— Start of DATASET EXCERPTS —

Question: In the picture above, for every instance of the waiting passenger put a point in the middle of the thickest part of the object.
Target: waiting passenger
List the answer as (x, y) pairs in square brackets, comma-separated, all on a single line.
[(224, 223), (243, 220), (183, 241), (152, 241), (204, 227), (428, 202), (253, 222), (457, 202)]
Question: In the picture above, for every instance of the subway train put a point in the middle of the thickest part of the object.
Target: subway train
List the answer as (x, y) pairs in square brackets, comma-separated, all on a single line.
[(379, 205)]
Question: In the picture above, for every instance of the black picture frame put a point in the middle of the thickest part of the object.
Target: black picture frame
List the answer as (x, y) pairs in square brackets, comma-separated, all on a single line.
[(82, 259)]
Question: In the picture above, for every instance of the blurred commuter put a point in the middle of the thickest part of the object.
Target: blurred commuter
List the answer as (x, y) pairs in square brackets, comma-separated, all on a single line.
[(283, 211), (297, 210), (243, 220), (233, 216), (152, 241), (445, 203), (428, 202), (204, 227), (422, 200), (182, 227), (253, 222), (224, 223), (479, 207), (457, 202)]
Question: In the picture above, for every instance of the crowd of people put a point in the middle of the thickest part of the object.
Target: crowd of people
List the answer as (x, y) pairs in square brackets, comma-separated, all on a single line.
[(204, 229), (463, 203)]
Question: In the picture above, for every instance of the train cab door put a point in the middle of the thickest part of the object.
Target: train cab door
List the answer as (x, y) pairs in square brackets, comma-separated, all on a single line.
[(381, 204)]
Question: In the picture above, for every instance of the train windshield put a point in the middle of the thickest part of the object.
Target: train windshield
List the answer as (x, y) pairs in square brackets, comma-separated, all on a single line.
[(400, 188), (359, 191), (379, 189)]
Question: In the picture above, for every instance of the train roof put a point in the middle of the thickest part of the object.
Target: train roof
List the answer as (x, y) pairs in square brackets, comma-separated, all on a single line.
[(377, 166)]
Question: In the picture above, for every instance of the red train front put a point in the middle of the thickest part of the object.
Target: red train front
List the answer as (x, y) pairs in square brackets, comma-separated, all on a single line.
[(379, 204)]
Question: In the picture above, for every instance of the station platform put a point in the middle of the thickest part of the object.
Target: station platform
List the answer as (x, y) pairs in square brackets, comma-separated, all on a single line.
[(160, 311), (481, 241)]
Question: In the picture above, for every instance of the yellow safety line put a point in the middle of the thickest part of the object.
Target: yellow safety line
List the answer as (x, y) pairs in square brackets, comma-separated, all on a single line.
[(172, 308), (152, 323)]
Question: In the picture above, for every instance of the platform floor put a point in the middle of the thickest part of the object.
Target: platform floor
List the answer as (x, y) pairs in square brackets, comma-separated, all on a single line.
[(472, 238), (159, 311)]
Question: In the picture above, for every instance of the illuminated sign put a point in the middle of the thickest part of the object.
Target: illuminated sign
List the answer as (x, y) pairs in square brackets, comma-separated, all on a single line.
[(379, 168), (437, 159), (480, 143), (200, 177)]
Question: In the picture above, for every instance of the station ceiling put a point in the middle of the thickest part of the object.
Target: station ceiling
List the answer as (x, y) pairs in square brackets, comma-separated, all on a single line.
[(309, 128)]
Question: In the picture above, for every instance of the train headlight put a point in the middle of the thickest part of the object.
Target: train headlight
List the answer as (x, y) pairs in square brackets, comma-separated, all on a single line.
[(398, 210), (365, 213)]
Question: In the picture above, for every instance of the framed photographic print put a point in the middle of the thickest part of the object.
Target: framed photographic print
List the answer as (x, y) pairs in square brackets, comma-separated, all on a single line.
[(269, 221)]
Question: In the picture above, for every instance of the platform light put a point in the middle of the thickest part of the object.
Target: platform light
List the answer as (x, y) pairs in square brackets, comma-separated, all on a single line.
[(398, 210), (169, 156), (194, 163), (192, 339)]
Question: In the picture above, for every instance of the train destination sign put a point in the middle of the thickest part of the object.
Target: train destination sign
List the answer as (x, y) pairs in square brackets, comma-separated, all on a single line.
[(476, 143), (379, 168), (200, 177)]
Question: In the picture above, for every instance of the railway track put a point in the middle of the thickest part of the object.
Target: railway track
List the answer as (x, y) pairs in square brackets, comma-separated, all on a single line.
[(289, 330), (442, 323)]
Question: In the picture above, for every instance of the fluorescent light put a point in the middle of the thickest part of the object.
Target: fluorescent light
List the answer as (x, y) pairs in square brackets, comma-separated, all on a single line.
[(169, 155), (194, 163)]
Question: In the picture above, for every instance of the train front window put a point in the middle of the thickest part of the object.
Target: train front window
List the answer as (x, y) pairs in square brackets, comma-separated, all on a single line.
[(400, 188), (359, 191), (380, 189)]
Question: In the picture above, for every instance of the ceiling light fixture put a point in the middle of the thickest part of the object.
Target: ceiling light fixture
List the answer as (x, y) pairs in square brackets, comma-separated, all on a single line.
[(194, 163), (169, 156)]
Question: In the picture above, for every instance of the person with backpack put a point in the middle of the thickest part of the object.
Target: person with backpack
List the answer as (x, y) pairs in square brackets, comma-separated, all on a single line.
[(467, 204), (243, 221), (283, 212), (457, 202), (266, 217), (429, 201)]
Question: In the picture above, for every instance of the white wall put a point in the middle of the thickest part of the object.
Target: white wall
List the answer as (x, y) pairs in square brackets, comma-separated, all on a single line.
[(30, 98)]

— End of DATASET EXCERPTS —

** WHAT IS EXPECTED **
Reproduce all of the data above without any alteration.

** THE RESPONSE **
Question: In the picture above, for every instance of the waiting passenger put a point in the middle of the thickest part of the object.
Target: waiting passenger
List the answer as (x, y) pairs in square brackets, comma-separated, all on a single line.
[(224, 223), (243, 220), (183, 241), (152, 241), (204, 227), (428, 202), (253, 222), (457, 202)]
Question: In the picture above, for every instance of the subway train put a point in the middle of the thickest part of the object.
Target: subway train
List the answer as (x, y) pairs in square brackets, comma-separated, all on a single line.
[(379, 205)]
Question: In the picture above, for every instance of the black picture frame put a point in the middle of the thickest part of the object.
Target: black picture frame
List the answer as (x, y) pairs in square brackets, comma-separated, all on a single line.
[(82, 259)]
Question: In the picture above, for every instance of the blurred commuter put a point in the middle of the thickest part of the object.
Target: blurred commuter
List the answer as (x, y) pairs in square brackets, comma-separated, all on a single line.
[(283, 211), (297, 210), (243, 220), (233, 216), (152, 241), (445, 203), (428, 202), (204, 227), (422, 200), (182, 227), (253, 222), (224, 223), (479, 207), (457, 202)]
Question: In the picture above, for every instance of the crowd of people put a point in the middle of the thickest part of the object.
Target: crowd of people
List the answer as (x, y) pairs in square brackets, comma-separated, all on a single line.
[(204, 229), (463, 203)]
Question: In the picture above, for every instance of the train cab door put a point in the middle of the thickest part of the object.
Target: train cab door
List the answer as (x, y) pairs in square brackets, comma-separated, all on a single line.
[(381, 204)]
Question: In the picture above, for every instance of the train windshield put a point in the middle of the thickest part of the object.
Target: train windshield
List the answer as (x, y) pairs in square brackets, comma-separated, all on a single line.
[(400, 188), (359, 191), (379, 189)]
Question: In the picture above, for every instance of the train roof put a point in the middle of the thickest part of the object.
Target: train roof
List the answer as (x, y) pairs in square brackets, comma-separated, all on a single line.
[(377, 166)]
Question: In the picture above, for every instance of the red train front put a point in the middle of the thickest part of the object.
Target: red train front
List the answer as (x, y) pairs in square brackets, comma-separated, all on a single line.
[(379, 204)]
Question: In the picture above, for every instance of the station platform put a point in the middle of the thickest part of the object.
Target: station platform
List the answer as (x, y) pairs in square brackets, comma-separated, all on a single line.
[(160, 311), (481, 241)]
Question: In the picture above, for every instance of the yellow safety line put a point in the middle of the thickest part of the object.
Target: yellow safety line
List the answer as (x, y) pairs in square brackets, comma-separated, all on a single line.
[(172, 308), (152, 323)]
Question: In the picture above, for every instance of the platform floor put a point in the middle of the thickest part of the object.
Target: platform floor
List the answer as (x, y) pairs in square brackets, comma-separated, all on a single line.
[(472, 238), (159, 311)]
Question: In the picture above, for every instance of the illuminated sign put a point in the middle of the thickest part of the object.
Target: illuminated sign
List the answer as (x, y) pairs in square brackets, comma-separated, all on a single line.
[(379, 168), (437, 159), (480, 143), (200, 177)]
Question: In the picture above, for every instance of the station ceiling put a point in the middle of the thickest part of the object.
Target: station ceiling
List the answer as (x, y) pairs in square brackets, comma-separated, all on a single line.
[(309, 128)]
Question: In the picture above, for every instance of the train headlight put a point in the middle of the thickest part of the object.
Target: train headlight
List the answer as (x, y) pairs in square brackets, comma-separated, all on a single line.
[(398, 210), (365, 213)]
Question: In the picture above, for every instance of the framed photographic print put a point in the middle of the thickest part of the object.
Target: framed photographic print
List the answer as (x, y) pairs in square brackets, comma-separated, all on a single line.
[(269, 221)]
Question: In the picture above, for every instance of the platform light put a point in the middle of the thickest part of the object.
Target: platform light
List the answer as (x, y) pairs in square brackets, comma-separated, all on a single line.
[(398, 210), (169, 156), (194, 163), (192, 339)]
Question: In the picture above, for every instance of the train destination sign put a point in the middle of the thickest part of the object.
Target: train destination sign
List the answer as (x, y) pairs in square brackets, comma-separated, all on a single line.
[(476, 143), (379, 168), (200, 177)]
Question: In the picture above, for every instance of the railway track put a point in the middle of the thickest part of the object.
Target: railway track
List the answer as (x, y) pairs in square brackets, comma-separated, all on a single line.
[(289, 330), (442, 323)]
Question: In the picture above, for every instance of the fluorescent light put a point in the middle of the thickest part of the object.
Target: fluorescent light
List the answer as (x, y) pairs in square brackets, comma-separated, all on a single line.
[(169, 155), (194, 163)]
Question: In the picture above, for every instance of the train front window put a point in the middle of the thickest part of the object.
Target: train front window
List the answer as (x, y) pairs in square brackets, comma-separated, all on a single line.
[(400, 188), (359, 191), (380, 189)]
Question: In the picture above, for every instance of the ceiling light fixture put a point in the middle of the thickest part of the object.
Target: ceiling light fixture
List the answer as (x, y) pairs in square brackets, comma-separated, all on a single line.
[(194, 163), (169, 156)]
Question: In the picture above, for every instance of the person with backpack put a point in the middle of the thickest part of the object.
Target: person with backpack
List the answer as (x, y) pairs in square brackets, comma-separated, all on a single line.
[(467, 204), (243, 221), (283, 212), (457, 202), (266, 217), (429, 201)]
Question: In the picture above, for every instance of the white wall put a point in the middle of the thickest part of the object.
Target: white wall
List the answer as (x, y) pairs in square brackets, comma-separated, all on a single line.
[(30, 98)]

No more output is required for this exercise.